Why is HF, (Harrisson Ford), an action hero and Indian Jones star, doing this odd sci fi movie out of the blue and why does his voice sound three times deeper than it usually does? Who is this JF (Sebastian), a mysterious little man who lives alone in an even more mysterious old dwelling that’s full of odd creatures he has ‘genetically’ created and whom he affectionately calls his friends? (the one and only time I laughed out in this one was when one of his friends, a dwarf dressed as a military soldier, bumps into a doorway) Why is there a strong Asian presence permeating the fabric of the film? Be it the larger than life face of an Asian woman in a televised advertisement on a building, or our hero eating at an Asian noodle bar, or how much of the action is centered around futuristic LA’s Chinatown, or the hardly speaking Asian police officer who has a fetish for making paper figures, and who strikingly sums up much of the film in a final scene.
This one is full of questions and leaves many hanging. But that’s the secret. You think. You’re confused. You’re waiting for it all to make sense, pick up, and go somewhere. And it does.

Data supplied:
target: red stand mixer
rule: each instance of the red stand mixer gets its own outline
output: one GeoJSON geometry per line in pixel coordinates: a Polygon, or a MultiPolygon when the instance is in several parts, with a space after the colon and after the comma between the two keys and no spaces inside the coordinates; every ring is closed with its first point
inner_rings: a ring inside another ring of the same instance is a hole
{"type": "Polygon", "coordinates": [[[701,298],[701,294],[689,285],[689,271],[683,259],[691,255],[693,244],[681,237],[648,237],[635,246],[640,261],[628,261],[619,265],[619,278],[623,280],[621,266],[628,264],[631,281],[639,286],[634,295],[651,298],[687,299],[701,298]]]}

Brief 1: In the film review, what happens during the one time the reviewer laughed out loud?
Brief 2: Write a continuation of the film review, starting after its final sentence.
The entries have nothing to do with the film review.

Exercise output 1: One of Sebastian's friends, a dwarf dressed as a military soldier, bumps into a doorway.

Exercise output 2:
Because what you also cant deny is how SCOTT pulls you in hook, line and sinker into this bizarre and captivating universe where his characters become the very story and move you with their personal journeys. Hitting you with images of sci fi and futuristic designs that the 80’s in Hollywood had never seen, be it through magnificent set pieces or fabulous costumes, Scott creates an edgy, brooding; frightening atmosphere where graphic novel meets noir meets punk. Making you at the same time, question some very basic, very disturbing, very frightening ideas of humanity and what it is to be human. One of the most powerful scenes that stirred some of these in me is the one between human FORD & replicant RACHEL in his house beautifully shot and beautifully scored musically. JF’s crazy house and a somewhat different understanding of humanity and love follow, in the scene just after, between the replicants ROY, PRIS and JF himself, later extending into the climax in the stunning Tyrell corporation.
Thrusting you with silences, a fantastic, rich and very eclectic sound score and characters who, whether you like it or not, mesmerize you and are very very hard to shake off, SCOTT takes you on a truly unique, thought provoking, and rich sci fi thriller ride and does it often, quietly.
There is nothing ordinary, normal, and lighthearted about this one. Its almost as if Ford conveys that dark question mark hanging in your mind through his eyes and his performance; at the end will all be well? Who knows. For all its flaws and complexities, its slow pace, its often puzzling narrative, BLADE RUNNER is visually rich, arrestingly performed and thematically intriguing; a film that will make you think, a film you cannot resist and one you will not forget. One thing is for sure, each time you watch it, you will get more and you just might realize as I have, that that itself is worth it!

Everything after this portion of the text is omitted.